*SHORT PROBLEM*
Reproduce each of the records below verbatim, omitting the pictures.

*RECORDED DATA*
· · · · · · ·
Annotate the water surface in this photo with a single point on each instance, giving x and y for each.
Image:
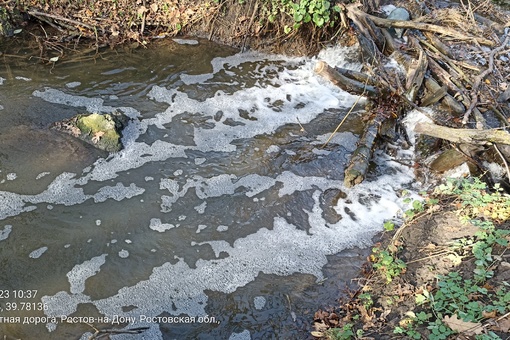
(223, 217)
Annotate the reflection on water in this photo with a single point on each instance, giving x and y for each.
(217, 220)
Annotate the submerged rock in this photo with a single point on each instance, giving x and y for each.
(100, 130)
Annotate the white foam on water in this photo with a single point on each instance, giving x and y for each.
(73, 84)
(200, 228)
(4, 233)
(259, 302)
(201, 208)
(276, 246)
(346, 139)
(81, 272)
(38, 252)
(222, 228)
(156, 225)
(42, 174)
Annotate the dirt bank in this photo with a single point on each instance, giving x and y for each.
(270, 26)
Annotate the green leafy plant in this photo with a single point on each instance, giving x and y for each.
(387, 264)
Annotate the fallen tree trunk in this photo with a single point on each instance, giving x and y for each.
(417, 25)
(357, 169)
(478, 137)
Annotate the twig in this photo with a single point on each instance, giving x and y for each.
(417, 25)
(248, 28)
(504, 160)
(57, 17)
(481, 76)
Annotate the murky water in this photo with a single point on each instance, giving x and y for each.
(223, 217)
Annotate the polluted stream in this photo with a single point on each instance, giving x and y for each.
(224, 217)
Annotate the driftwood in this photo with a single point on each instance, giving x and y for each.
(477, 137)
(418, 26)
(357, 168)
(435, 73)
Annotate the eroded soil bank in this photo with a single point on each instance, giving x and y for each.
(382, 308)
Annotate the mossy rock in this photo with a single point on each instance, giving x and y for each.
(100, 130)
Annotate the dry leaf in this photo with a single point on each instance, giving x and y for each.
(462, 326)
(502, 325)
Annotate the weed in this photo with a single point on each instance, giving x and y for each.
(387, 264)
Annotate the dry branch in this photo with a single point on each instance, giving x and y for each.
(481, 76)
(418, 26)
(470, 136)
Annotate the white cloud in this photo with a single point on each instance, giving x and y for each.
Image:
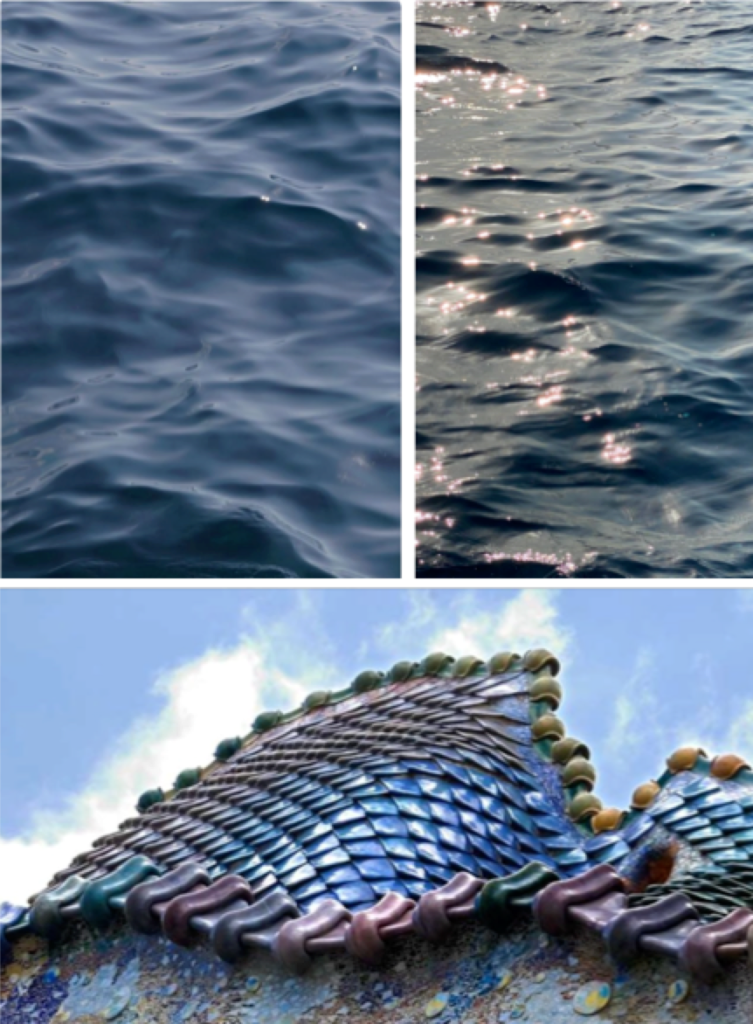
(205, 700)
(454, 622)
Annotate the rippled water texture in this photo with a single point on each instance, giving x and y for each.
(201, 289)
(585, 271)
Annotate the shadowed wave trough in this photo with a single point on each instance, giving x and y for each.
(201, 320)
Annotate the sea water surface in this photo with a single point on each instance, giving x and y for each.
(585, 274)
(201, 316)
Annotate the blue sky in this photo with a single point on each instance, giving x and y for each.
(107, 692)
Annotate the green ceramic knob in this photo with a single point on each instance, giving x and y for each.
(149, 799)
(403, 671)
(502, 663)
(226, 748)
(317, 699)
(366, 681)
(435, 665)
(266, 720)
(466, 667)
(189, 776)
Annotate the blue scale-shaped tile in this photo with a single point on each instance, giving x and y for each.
· · · · · · ·
*THE RESPONSE*
Annotate the water surface in this photo with a single point on each instance, giving x and y for each.
Image:
(223, 217)
Annotate the reflection on water in this photo with a single point on each instance, giving x and y for each.
(217, 220)
Annotate the submerged rock in this photo with a single point on each instance, giving x and y for each.
(100, 130)
Annotate the white foam on water in this photo with a single point on each instance, giving x and y for each.
(73, 84)
(200, 228)
(4, 233)
(259, 302)
(201, 208)
(276, 246)
(346, 139)
(81, 272)
(38, 252)
(222, 228)
(156, 225)
(42, 174)
Annotate the dirt bank in this photo with a single point on each instance, giving x and y for each.
(270, 26)
Annotate the green leafy plant in this photo with a single point on each instance, giving x and y for each.
(387, 264)
Annotate the fallen tree trunk in this photo with a single point on each instance, giving x and y for each.
(417, 25)
(357, 169)
(478, 137)
Annotate the twig in this photo with a single point on each instance, giving x and y for each.
(417, 25)
(248, 28)
(504, 160)
(57, 17)
(481, 76)
Annotate the murky water in this photo with a single point on each instance, giving x and y for each.
(223, 217)
Annotate the polluted stream in this photo with a single point on each instance, giving x and y for each.
(224, 217)
Annotate the driftwood in this photo with a single point on each instance, giving x and y for each.
(477, 137)
(418, 26)
(357, 168)
(435, 73)
Annotate the eroded soil bank in this photo with a single point on each instance, giving x and y for each.
(382, 308)
Annotate the mossy rock in this photo with a single point on each instance, giving x and y for each.
(100, 130)
Annotate the dry leaf in this photo with a single point on each instance, giving x and y for each.
(462, 326)
(502, 325)
Annotate the weed in this photo with a single point on each instance, giving x and y for each.
(387, 264)
Annotate the dry branch in this photo with a single point on each instance, giving x and y for each.
(481, 76)
(418, 26)
(470, 136)
Annotate the white cloud in this photo with a single point on each instance, giving x and y for each.
Image:
(205, 700)
(454, 622)
Annotate the rippled water texture in this photo with a single point on each instance, giving x and y for each.
(201, 289)
(585, 271)
Annotate the shadowed wave trough in this photo with a single point on each instance, giving x and y for each.
(201, 320)
Annotate the sea water surface in this photo with a single point on each instance, giving x and y for each.
(585, 274)
(201, 316)
Annotate the blue sky in this photo with a single point on each instance, giving x and y for each.
(107, 692)
Annotate the green ceramic knob in this photo with a single point on each instance, giving x and y for each.
(149, 799)
(403, 671)
(502, 663)
(226, 748)
(317, 699)
(366, 681)
(435, 665)
(266, 720)
(466, 667)
(189, 776)
Annotate the blue scale-shaped tile in this photo with a single point on each instance, giving x and y for each.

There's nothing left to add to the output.